§ **Tasks for this exercise**
1. Reproduce the passage of the colorectal cancer screening text from "More than 90" to "a younger age.".
2. According to the colorectal cancer screening text, why does the American Cancer Society recommend that men and women begin preventive screenings at age 50? Answer in one to three sentences.
3. Go on with the colorectal cancer screening text from the point where it stops.

§ **Text segment**
--------------------------------------------------

The American Cancer Society estimates more than 150,000 new cases of colorectal cancer will be diagnosed in 2011. It is second only to lung cancer as the cause of cancer deaths in men and women combined.
“The death rate from colorectal cancer has consistently dropped in recent years due to improved screening and advances in treatment,” explains Gary Griglione, MD, gastroenterologist at the Meriter Digestive Health Center. “However, it is still expected to cause nearly 50,000 deaths this year. Preventive screening is imperative in the fight against colorectal cancer.”
If cancer is detected at the time of screening, it is highly curable if found early. The 5-year survival rate is nearly 90 percent for early stage colorectal cancers. Unfortunately, statistics show that 4 out of 10 people with colorectal cancer found at their initial screening exam have advanced cancer.
“Colorectal cancer develops slowly over several years. Before cancer develops there are usually precancerous growths called polyps. In many instances cancer can be avoided entirely if screenings are done at the recommended age. If precancerous polyps are detected at that time, they can be removed and not allowed to develop into colorectal cancer,” explains Griglione.
More than 90 percent of all colorectal cancers are found in people who are age 50 and older. For that reason, the American Cancer Society recommends that both men and women begin preventive screenings at age 50. The American College of Gastroenterology recommends African-Americans, who have an increased risk of colon cancer, begin screening at age 45. In addition, people at a higher risk for colorectal cancer, such as those who have a family history of colon or rectal cancer, may need to begin testing at a younger age.

--------------------------------------------------

Stored data entries:

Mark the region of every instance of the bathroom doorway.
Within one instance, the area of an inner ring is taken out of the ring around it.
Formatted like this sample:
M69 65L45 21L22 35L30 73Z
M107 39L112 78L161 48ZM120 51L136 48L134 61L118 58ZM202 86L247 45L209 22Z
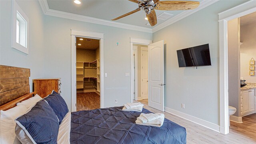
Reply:
M228 22L229 130L248 135L256 123L256 12Z

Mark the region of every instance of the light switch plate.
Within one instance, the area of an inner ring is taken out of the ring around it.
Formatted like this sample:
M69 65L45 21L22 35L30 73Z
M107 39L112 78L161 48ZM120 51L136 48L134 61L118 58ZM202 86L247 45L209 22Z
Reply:
M130 76L130 73L129 73L129 72L126 72L124 74L124 76Z

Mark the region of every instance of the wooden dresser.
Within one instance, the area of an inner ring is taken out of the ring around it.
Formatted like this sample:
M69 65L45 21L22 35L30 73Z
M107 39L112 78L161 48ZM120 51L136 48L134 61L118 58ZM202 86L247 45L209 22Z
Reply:
M40 78L33 80L35 94L44 98L52 93L52 90L61 93L60 78Z

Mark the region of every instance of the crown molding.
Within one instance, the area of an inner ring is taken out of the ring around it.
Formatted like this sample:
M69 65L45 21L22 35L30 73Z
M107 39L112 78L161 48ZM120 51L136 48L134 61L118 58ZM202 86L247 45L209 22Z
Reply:
M202 2L200 2L198 7L197 8L193 10L188 10L182 12L174 16L170 19L166 21L163 23L159 24L153 28L151 28L95 18L88 16L82 16L79 14L72 14L57 10L52 10L49 8L48 3L46 0L38 0L42 10L44 14L46 15L150 33L153 33L153 32L158 31L219 0L203 0Z
M196 9L192 10L187 10L177 14L170 19L166 21L162 24L155 26L152 29L153 32L157 32L166 27L169 26L187 16L198 12L204 8L215 3L219 0L203 0L200 3L199 6Z
M152 29L150 28L113 22L110 20L52 10L49 8L48 3L46 0L38 0L44 13L46 15L150 33L152 33Z

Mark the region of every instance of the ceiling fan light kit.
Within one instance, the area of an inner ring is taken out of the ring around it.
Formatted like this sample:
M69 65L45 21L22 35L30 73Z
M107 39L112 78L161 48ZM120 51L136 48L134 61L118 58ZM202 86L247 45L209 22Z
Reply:
M197 8L199 2L187 0L128 0L138 4L138 8L128 13L112 20L116 20L128 16L140 10L146 13L148 20L152 26L157 24L157 19L155 10L192 10Z

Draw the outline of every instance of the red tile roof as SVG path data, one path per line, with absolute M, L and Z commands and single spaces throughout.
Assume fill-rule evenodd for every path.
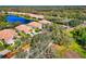
M 30 27 L 26 26 L 26 25 L 20 25 L 20 26 L 15 27 L 15 28 L 17 30 L 24 31 L 26 34 L 33 31 L 33 29 Z

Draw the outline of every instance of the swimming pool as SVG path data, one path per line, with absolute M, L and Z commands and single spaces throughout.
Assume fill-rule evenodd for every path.
M 21 24 L 27 24 L 27 23 L 34 22 L 34 20 L 26 20 L 24 17 L 16 16 L 16 15 L 7 15 L 5 21 L 9 23 L 20 22 Z

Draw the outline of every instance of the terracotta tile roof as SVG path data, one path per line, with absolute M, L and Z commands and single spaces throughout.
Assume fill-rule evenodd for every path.
M 13 29 L 3 29 L 0 30 L 0 39 L 9 40 L 12 39 L 16 35 Z
M 17 30 L 24 31 L 26 34 L 33 31 L 33 29 L 30 27 L 26 26 L 26 25 L 20 25 L 20 26 L 15 27 L 15 28 Z
M 27 24 L 28 26 L 35 27 L 35 28 L 41 28 L 42 25 L 40 23 L 37 22 L 32 22 Z
M 39 23 L 41 23 L 41 24 L 51 24 L 51 22 L 49 22 L 47 20 L 39 21 Z
M 28 15 L 29 15 L 30 17 L 45 18 L 44 15 L 37 15 L 37 14 L 33 14 L 33 13 L 28 13 Z

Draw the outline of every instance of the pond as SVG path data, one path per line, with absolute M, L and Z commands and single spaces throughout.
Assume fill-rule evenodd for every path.
M 16 16 L 16 15 L 7 15 L 5 21 L 9 23 L 20 22 L 21 24 L 27 24 L 27 23 L 34 22 L 34 20 L 26 20 L 24 17 Z

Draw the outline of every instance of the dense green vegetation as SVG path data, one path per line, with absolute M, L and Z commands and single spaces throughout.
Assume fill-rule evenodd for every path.
M 81 57 L 86 57 L 86 7 L 0 7 L 4 12 L 26 12 L 34 14 L 42 14 L 46 20 L 52 22 L 51 25 L 44 25 L 42 29 L 35 28 L 35 31 L 42 34 L 30 37 L 29 34 L 17 31 L 21 38 L 16 38 L 14 46 L 4 46 L 0 41 L 0 47 L 3 50 L 16 49 L 22 42 L 30 42 L 30 51 L 28 57 L 64 57 L 66 51 L 73 51 L 79 54 Z M 0 15 L 0 29 L 14 28 L 20 23 L 10 24 L 5 21 L 5 15 Z M 38 22 L 38 18 L 33 18 L 25 15 L 25 18 L 30 18 Z M 53 49 L 49 44 L 58 46 Z M 20 52 L 16 57 L 25 57 L 27 53 Z

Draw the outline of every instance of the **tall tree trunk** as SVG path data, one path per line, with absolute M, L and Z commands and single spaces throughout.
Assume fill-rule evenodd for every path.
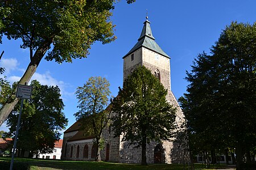
M 101 139 L 98 137 L 96 137 L 96 153 L 97 155 L 95 158 L 95 160 L 97 162 L 101 162 L 101 153 L 100 153 L 100 141 Z
M 143 165 L 147 165 L 147 156 L 146 156 L 146 146 L 147 146 L 147 137 L 146 135 L 146 130 L 142 131 L 142 152 L 141 152 L 141 164 Z
M 229 150 L 228 148 L 225 150 L 225 156 L 226 157 L 226 164 L 229 164 Z
M 242 148 L 240 142 L 238 142 L 236 148 L 236 154 L 237 155 L 237 170 L 241 170 L 241 164 L 242 164 Z
M 31 58 L 27 70 L 23 75 L 19 81 L 19 84 L 24 84 L 28 83 L 32 76 L 36 70 L 36 68 L 39 65 L 40 62 L 44 57 L 46 52 L 49 49 L 51 44 L 53 40 L 54 36 L 50 36 L 48 39 L 46 40 L 36 50 L 34 57 Z M 15 89 L 16 91 L 17 88 Z M 14 109 L 15 105 L 19 101 L 19 99 L 15 97 L 15 92 L 13 94 L 6 103 L 3 104 L 0 109 L 0 126 L 3 124 L 7 117 L 9 115 L 11 111 Z
M 232 164 L 236 164 L 237 163 L 237 162 L 236 160 L 236 157 L 234 156 L 234 154 L 233 152 L 231 153 L 231 157 L 232 158 Z
M 248 150 L 246 150 L 246 162 L 251 163 L 251 154 Z
M 216 152 L 215 152 L 215 150 L 210 150 L 210 156 L 212 156 L 212 164 L 217 164 L 217 159 L 216 159 Z

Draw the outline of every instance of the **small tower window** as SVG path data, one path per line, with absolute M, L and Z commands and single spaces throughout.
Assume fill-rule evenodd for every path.
M 159 80 L 159 81 L 161 81 L 159 70 L 158 70 L 158 69 L 155 70 L 154 72 L 154 75 Z

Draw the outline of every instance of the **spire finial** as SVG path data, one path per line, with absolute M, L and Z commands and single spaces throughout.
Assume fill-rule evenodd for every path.
M 147 9 L 146 9 L 146 19 L 147 19 L 148 18 L 148 16 L 147 16 Z

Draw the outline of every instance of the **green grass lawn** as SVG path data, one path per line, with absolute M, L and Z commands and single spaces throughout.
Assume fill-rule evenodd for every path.
M 10 162 L 10 158 L 0 157 L 0 169 L 4 170 L 5 169 L 1 168 L 1 163 L 3 162 Z M 182 164 L 148 164 L 146 166 L 143 166 L 137 164 L 120 164 L 107 162 L 83 162 L 83 161 L 62 161 L 62 160 L 53 160 L 46 159 L 34 159 L 26 158 L 15 158 L 14 164 L 19 163 L 27 163 L 31 165 L 30 169 L 88 169 L 88 170 L 107 170 L 107 169 L 117 169 L 117 170 L 126 170 L 126 169 L 184 169 Z M 185 169 L 188 169 L 186 165 Z M 225 165 L 211 165 L 212 169 L 216 169 L 220 168 L 225 168 Z M 6 169 L 9 168 L 5 168 Z M 216 168 L 216 169 L 215 169 Z M 205 169 L 204 164 L 196 164 L 195 169 Z

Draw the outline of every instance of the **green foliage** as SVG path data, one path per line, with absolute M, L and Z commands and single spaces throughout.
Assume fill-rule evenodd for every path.
M 134 1 L 128 1 L 131 3 Z M 51 39 L 53 49 L 46 59 L 72 62 L 85 57 L 96 41 L 114 40 L 110 21 L 113 0 L 2 1 L 0 33 L 21 39 L 23 48 L 40 49 Z M 11 9 L 7 12 L 6 9 Z M 5 14 L 5 15 L 3 15 Z M 0 26 L 1 26 L 0 25 Z M 1 36 L 2 37 L 2 36 Z M 53 39 L 49 39 L 53 37 Z
M 115 136 L 122 134 L 122 141 L 142 147 L 151 141 L 170 141 L 175 128 L 176 108 L 166 100 L 167 94 L 150 70 L 137 67 L 112 102 L 117 114 L 113 123 Z
M 110 116 L 110 111 L 106 109 L 110 94 L 109 87 L 109 82 L 105 78 L 90 77 L 76 92 L 79 110 L 74 115 L 81 123 L 84 135 L 95 136 L 98 155 L 102 130 L 108 125 Z M 100 161 L 100 156 L 96 159 Z
M 134 1 L 127 0 L 128 3 Z M 86 57 L 95 41 L 105 44 L 115 40 L 110 21 L 114 3 L 114 0 L 1 1 L 0 42 L 3 35 L 9 40 L 20 39 L 20 47 L 30 49 L 30 62 L 19 83 L 30 80 L 46 53 L 47 61 L 72 62 L 73 59 Z M 15 99 L 2 107 L 0 125 L 17 103 Z
M 201 146 L 236 147 L 241 160 L 256 139 L 256 23 L 231 23 L 211 53 L 193 62 L 180 102 Z
M 5 133 L 5 131 L 3 131 L 3 130 L 0 131 L 0 138 L 2 138 L 2 137 L 3 134 L 3 133 Z
M 57 86 L 41 85 L 33 80 L 31 99 L 24 100 L 22 113 L 17 148 L 37 154 L 52 152 L 54 142 L 60 139 L 59 131 L 67 126 L 68 120 L 62 110 L 64 104 Z M 8 117 L 10 133 L 14 135 L 20 103 Z

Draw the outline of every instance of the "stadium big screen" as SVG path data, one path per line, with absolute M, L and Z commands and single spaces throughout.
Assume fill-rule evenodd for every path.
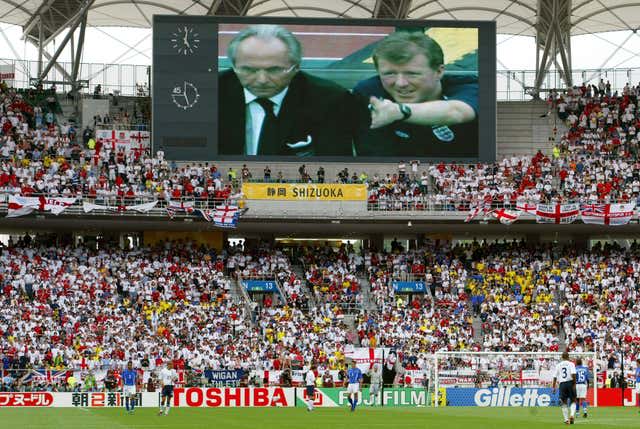
M 153 150 L 493 161 L 495 36 L 488 21 L 156 15 Z

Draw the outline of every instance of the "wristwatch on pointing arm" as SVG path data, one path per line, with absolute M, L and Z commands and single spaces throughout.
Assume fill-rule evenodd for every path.
M 411 108 L 406 104 L 398 103 L 398 107 L 400 108 L 400 113 L 402 113 L 402 121 L 406 121 L 411 117 Z

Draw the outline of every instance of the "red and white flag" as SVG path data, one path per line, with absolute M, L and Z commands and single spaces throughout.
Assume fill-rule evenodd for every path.
M 580 204 L 538 204 L 536 208 L 537 223 L 570 224 L 580 216 Z
M 521 211 L 518 210 L 508 210 L 505 208 L 497 209 L 491 212 L 491 214 L 500 221 L 500 223 L 505 225 L 511 225 L 513 222 L 517 221 Z
M 167 205 L 167 214 L 171 219 L 173 219 L 173 217 L 178 213 L 191 214 L 193 213 L 194 205 L 193 201 L 169 201 Z
M 529 213 L 535 216 L 536 210 L 538 209 L 537 204 L 528 203 L 526 201 L 518 201 L 516 203 L 516 210 L 521 212 Z
M 486 216 L 491 211 L 491 201 L 493 201 L 493 197 L 491 195 L 485 195 L 482 200 L 477 201 L 475 205 L 471 205 L 471 211 L 464 221 L 471 222 L 480 214 Z
M 144 203 L 144 204 L 135 204 L 135 205 L 132 205 L 132 206 L 125 206 L 125 205 L 104 206 L 104 205 L 100 205 L 100 204 L 88 203 L 88 202 L 85 201 L 85 202 L 82 203 L 82 208 L 83 208 L 85 213 L 89 213 L 89 212 L 91 212 L 93 210 L 106 210 L 106 211 L 110 211 L 110 212 L 135 211 L 135 212 L 138 212 L 138 213 L 147 213 L 152 208 L 154 208 L 156 206 L 156 204 L 158 204 L 158 201 L 153 201 L 153 202 Z
M 221 228 L 235 228 L 239 213 L 238 206 L 216 206 L 213 223 Z
M 49 198 L 44 196 L 21 197 L 19 195 L 9 195 L 7 217 L 25 216 L 36 210 L 59 215 L 75 202 L 76 198 Z
M 626 225 L 633 217 L 635 203 L 583 204 L 580 208 L 582 221 L 595 225 Z

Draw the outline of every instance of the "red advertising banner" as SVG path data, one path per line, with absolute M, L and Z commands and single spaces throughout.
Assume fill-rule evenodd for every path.
M 598 406 L 599 407 L 635 407 L 638 405 L 638 395 L 633 389 L 624 389 L 624 402 L 622 389 L 598 389 Z M 587 391 L 587 401 L 593 404 L 593 389 Z
M 292 407 L 294 389 L 227 387 L 173 389 L 174 407 Z
M 0 392 L 0 407 L 50 407 L 51 392 Z

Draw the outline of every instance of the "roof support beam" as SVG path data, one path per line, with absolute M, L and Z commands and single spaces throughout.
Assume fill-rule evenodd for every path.
M 22 37 L 24 38 L 27 34 L 31 33 L 31 30 L 33 30 L 33 28 L 36 25 L 41 25 L 42 24 L 42 15 L 49 10 L 49 8 L 51 7 L 51 5 L 53 3 L 55 3 L 56 0 L 46 0 L 43 1 L 42 4 L 40 5 L 40 7 L 38 7 L 38 10 L 35 11 L 35 13 L 33 15 L 31 15 L 31 18 L 29 18 L 29 20 L 27 21 L 27 23 L 22 26 Z M 38 30 L 40 31 L 40 30 Z
M 571 0 L 538 0 L 536 79 L 531 89 L 534 97 L 538 97 L 544 78 L 554 63 L 559 66 L 558 71 L 564 84 L 572 86 Z
M 84 33 L 87 29 L 87 15 L 84 16 L 80 23 L 80 34 L 78 34 L 78 46 L 76 47 L 76 55 L 73 59 L 73 66 L 71 69 L 71 81 L 76 82 L 78 80 L 78 73 L 80 72 L 80 59 L 82 58 L 82 50 L 84 49 Z M 75 89 L 75 88 L 74 88 Z
M 67 34 L 65 35 L 64 39 L 62 39 L 62 42 L 60 42 L 60 45 L 58 46 L 58 49 L 56 49 L 55 53 L 51 56 L 51 58 L 49 58 L 49 63 L 43 68 L 42 72 L 40 72 L 40 74 L 38 74 L 38 79 L 39 80 L 44 80 L 44 78 L 47 76 L 47 74 L 49 73 L 49 71 L 51 70 L 52 67 L 54 67 L 55 64 L 57 64 L 58 61 L 58 57 L 60 56 L 60 54 L 62 53 L 62 51 L 64 50 L 64 48 L 67 46 L 67 43 L 69 43 L 69 40 L 71 40 L 71 38 L 73 37 L 76 29 L 78 28 L 78 26 L 82 23 L 85 23 L 85 28 L 86 28 L 86 19 L 87 19 L 87 13 L 89 12 L 89 8 L 91 7 L 91 5 L 93 4 L 95 0 L 87 0 L 83 5 L 82 8 L 78 11 L 78 13 L 76 15 L 74 15 L 74 20 L 69 24 L 69 31 L 67 32 Z M 53 37 L 53 36 L 52 36 Z M 84 39 L 84 35 L 82 35 L 83 39 Z M 45 40 L 44 46 L 46 46 L 48 44 L 49 39 Z M 43 49 L 43 53 L 46 52 Z M 82 53 L 82 50 L 80 49 L 78 52 L 80 52 L 80 55 Z M 75 58 L 74 58 L 75 60 Z M 68 73 L 65 73 L 65 78 L 70 79 L 71 76 L 69 76 Z M 73 82 L 70 82 L 71 84 L 73 84 Z
M 411 9 L 411 0 L 376 0 L 374 18 L 405 19 Z
M 245 16 L 251 8 L 253 0 L 215 0 L 207 11 L 207 15 Z

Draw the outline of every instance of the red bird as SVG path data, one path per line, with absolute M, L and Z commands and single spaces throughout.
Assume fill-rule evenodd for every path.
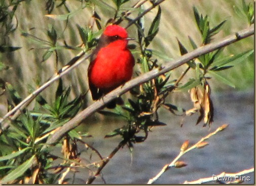
M 93 52 L 88 67 L 89 86 L 93 100 L 97 100 L 130 80 L 134 66 L 134 58 L 127 48 L 127 32 L 124 28 L 107 26 Z M 118 98 L 106 105 L 114 108 L 123 100 Z

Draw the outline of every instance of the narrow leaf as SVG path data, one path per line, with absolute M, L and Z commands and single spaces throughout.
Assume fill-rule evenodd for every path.
M 216 79 L 217 79 L 221 82 L 226 85 L 228 85 L 228 86 L 234 88 L 236 88 L 236 86 L 233 83 L 231 83 L 230 81 L 228 80 L 227 79 L 226 79 L 222 76 L 220 75 L 218 73 L 217 73 L 213 71 L 209 71 L 209 72 L 213 75 Z
M 16 157 L 20 155 L 21 154 L 23 154 L 26 151 L 27 151 L 28 149 L 30 147 L 26 147 L 22 149 L 22 150 L 17 151 L 15 153 L 13 153 L 6 156 L 2 156 L 0 157 L 0 161 L 10 160 L 12 158 Z
M 8 46 L 0 46 L 0 52 L 10 52 L 21 49 L 21 47 L 11 47 Z
M 177 90 L 180 91 L 186 91 L 192 89 L 193 87 L 197 86 L 201 84 L 201 82 L 198 79 L 191 79 L 184 85 L 178 87 Z
M 35 155 L 33 155 L 28 160 L 4 177 L 1 180 L 1 183 L 7 184 L 8 182 L 14 180 L 23 175 L 24 172 L 33 164 L 35 157 Z

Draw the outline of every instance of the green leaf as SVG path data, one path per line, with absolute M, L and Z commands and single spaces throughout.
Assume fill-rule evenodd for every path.
M 178 48 L 179 48 L 179 52 L 180 52 L 180 54 L 184 55 L 185 54 L 188 53 L 188 50 L 186 49 L 185 47 L 180 43 L 180 42 L 178 40 L 177 38 L 176 38 L 177 41 L 178 41 Z
M 149 122 L 146 122 L 145 125 L 148 126 L 166 126 L 166 124 L 159 122 L 158 121 L 154 121 Z
M 191 44 L 191 46 L 192 46 L 193 49 L 195 50 L 195 49 L 197 49 L 197 46 L 196 45 L 196 43 L 195 43 L 194 40 L 189 36 L 189 39 L 190 42 L 190 44 Z
M 159 30 L 161 14 L 161 8 L 159 6 L 157 15 L 155 17 L 155 19 L 154 19 L 154 20 L 151 24 L 147 36 L 145 38 L 145 44 L 146 47 L 150 45 L 157 33 L 158 32 L 158 30 Z
M 198 13 L 198 11 L 197 10 L 196 7 L 193 6 L 193 11 L 194 11 L 194 15 L 195 16 L 195 18 L 196 19 L 196 22 L 197 23 L 197 26 L 198 27 L 198 28 L 199 28 L 199 30 L 201 30 L 200 16 L 199 16 L 199 13 Z
M 59 84 L 55 93 L 55 100 L 61 97 L 63 93 L 62 80 L 60 78 L 59 80 Z
M 209 72 L 213 75 L 214 78 L 215 78 L 217 80 L 220 82 L 228 85 L 228 86 L 233 87 L 234 88 L 236 88 L 235 85 L 231 83 L 230 81 L 228 80 L 226 78 L 224 78 L 223 76 L 220 75 L 220 74 L 217 73 L 213 71 L 209 71 Z
M 105 136 L 105 138 L 108 138 L 108 137 L 113 137 L 113 136 L 116 136 L 119 134 L 121 134 L 122 133 L 121 132 L 122 130 L 122 129 L 121 128 L 115 129 L 114 131 L 111 132 L 109 133 L 108 134 L 106 134 Z
M 53 43 L 53 46 L 55 46 L 57 42 L 57 32 L 53 25 L 51 27 L 49 26 L 49 29 L 47 30 L 47 34 Z
M 183 92 L 187 91 L 200 84 L 201 82 L 199 79 L 192 78 L 184 85 L 180 86 L 180 87 L 178 87 L 177 90 Z
M 226 69 L 229 69 L 230 68 L 233 67 L 233 66 L 232 66 L 232 65 L 230 65 L 230 66 L 221 66 L 220 67 L 212 69 L 211 69 L 211 70 L 212 70 L 212 71 L 221 71 L 221 70 L 226 70 Z
M 91 0 L 90 1 L 96 5 L 97 7 L 98 7 L 103 10 L 105 9 L 114 12 L 116 11 L 116 9 L 109 5 L 109 4 L 106 3 L 102 0 Z
M 214 27 L 214 28 L 211 29 L 209 32 L 209 33 L 211 34 L 211 36 L 212 36 L 213 35 L 215 35 L 215 34 L 216 34 L 218 32 L 216 32 L 217 31 L 217 30 L 218 29 L 219 29 L 222 26 L 222 25 L 223 25 L 223 24 L 226 22 L 227 20 L 224 20 L 223 21 L 223 22 L 222 22 L 221 23 L 220 23 L 219 24 L 218 24 L 217 26 L 216 26 L 215 27 Z M 215 32 L 215 33 L 214 33 Z
M 68 135 L 73 138 L 82 139 L 81 135 L 75 129 L 68 132 Z
M 113 113 L 112 111 L 106 111 L 106 110 L 99 110 L 98 111 L 98 113 L 102 114 L 104 116 L 111 116 L 111 117 L 119 117 L 120 116 L 123 116 L 121 114 L 119 113 Z
M 212 68 L 211 68 L 210 70 L 211 70 L 223 66 L 230 62 L 233 62 L 234 63 L 237 62 L 242 62 L 244 59 L 248 57 L 253 53 L 254 50 L 252 49 L 238 54 L 224 57 L 219 60 L 217 60 L 213 62 L 211 65 L 211 66 L 213 66 L 213 67 L 212 67 Z
M 143 6 L 141 6 L 140 8 L 140 9 L 141 10 L 144 10 Z M 138 16 L 139 16 L 139 15 L 140 14 L 139 14 Z M 145 37 L 145 35 L 144 34 L 144 24 L 145 24 L 144 16 L 142 16 L 140 19 L 139 19 L 139 20 L 138 20 L 138 21 L 137 21 L 137 24 L 136 24 L 136 25 L 137 26 L 137 33 L 138 34 L 138 40 L 139 45 L 141 45 L 141 42 L 142 38 L 144 38 Z
M 80 35 L 80 38 L 81 38 L 82 41 L 83 41 L 83 43 L 86 45 L 87 43 L 87 37 L 88 37 L 88 34 L 87 32 L 83 27 L 81 27 L 80 25 L 78 24 L 77 24 L 77 27 L 78 29 L 78 31 L 79 31 L 79 34 Z
M 17 151 L 15 153 L 13 153 L 12 154 L 10 154 L 9 155 L 6 155 L 6 156 L 0 157 L 0 161 L 10 160 L 12 158 L 15 158 L 15 157 L 23 154 L 24 153 L 25 153 L 25 152 L 26 151 L 27 151 L 30 148 L 30 147 L 26 147 L 26 148 L 22 149 L 22 150 Z
M 81 11 L 84 9 L 88 5 L 86 5 L 85 6 L 81 6 L 80 8 L 77 10 L 76 10 L 72 12 L 69 12 L 68 14 L 62 14 L 62 15 L 54 15 L 54 14 L 50 14 L 46 15 L 45 16 L 49 17 L 51 19 L 59 20 L 59 21 L 64 21 L 68 19 L 70 19 L 76 15 L 80 13 Z
M 35 160 L 35 155 L 33 155 L 30 158 L 19 165 L 15 169 L 11 171 L 1 180 L 1 183 L 7 184 L 8 182 L 12 181 L 21 176 L 32 165 Z
M 52 49 L 50 49 L 49 50 L 47 50 L 46 52 L 45 52 L 43 55 L 43 59 L 42 60 L 42 62 L 44 62 L 46 61 L 47 59 L 49 59 L 50 57 L 52 55 L 53 53 L 53 51 L 52 50 Z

--------------------------------------------------

§ **Answers given**
1.
More than 90 percent of all colorectal cancers are found in people who are age 50 and older. For that reason, the American Cancer Society recommends that both men and women begin preventive screenings at age 50. The American College of Gastroenterology recommends African-Americans, who have an increased risk of colon cancer, begin screening at age 45. In addition, people at a higher risk for colorectal cancer, such as those who have a family history of colon or rectal cancer, may need to begin testing at a younger age.

2. More than 90 percent of all colorectal cancers are found in people who are age 50 and older. That is why the American Cancer Society recommends starting preventive screenings at that age.

3.
People with any of the risk factors below should talk with their primary care provider to determine the appropriate age to begin screening:
- Family history of colorectal cancer or adenomatous polyps, in a parent or sibling before the age of 60 or in two first-degree relatives (parent, sibling, child) of any age
- Family with hereditary colorectal cancer syndromes, such as familial adenomatous polyposis (FAP) and hereditary nonpolyposis colon cancer (HNPCC)
- Personal history of colorectal cancer or adenomatous polyps
- Personal history of chronic inflammatory bowel disease
“Many people with colon cancer experience no symptoms in the early stages,” says Susan Lepinski, MD, Meriter Digestive Health Center gastroenterologist. “This is why it is crucial for everyone to be screened early. When symptoms appear, they will vary depending on the size and location of the cancer – cancer which may have been prevented if the individual had been screened.”
Signs and symptoms of colon cancer include:
- A change in bowel habits, including diarrhea or constipation or a change in the consistency of your stool for more than a couple of weeks
- Rectal bleeding or blood in your stool
- Persistent abdominal discomfort, such as cramps, gas or pain
- Feeling that your bowel doesn’t completely empty
- Weakness or fatigue
- Unexplained weight loss
Reduce Your Risk
Scheduling your preventive screening colonoscopy to detect and treat polyps is the best defense against colorectal cancer. You should also take the following steps to achieve a healthy lifestyle and reduce your risk:
- Get to and maintain a healthy weight
- Be physically active
- Eat a diet with a lot of fruits and vegetables, whole grains, and less red or processed meat
- Limit the amount of alcohol you consume
- Don’t use any form of tobacco
As a result of increased awareness, there are now more than 1 million colorectal cancer survivors in the United States. But we must continue these efforts to increase the number of preventive screenings, and thereby, colorectal cancer cases prevented.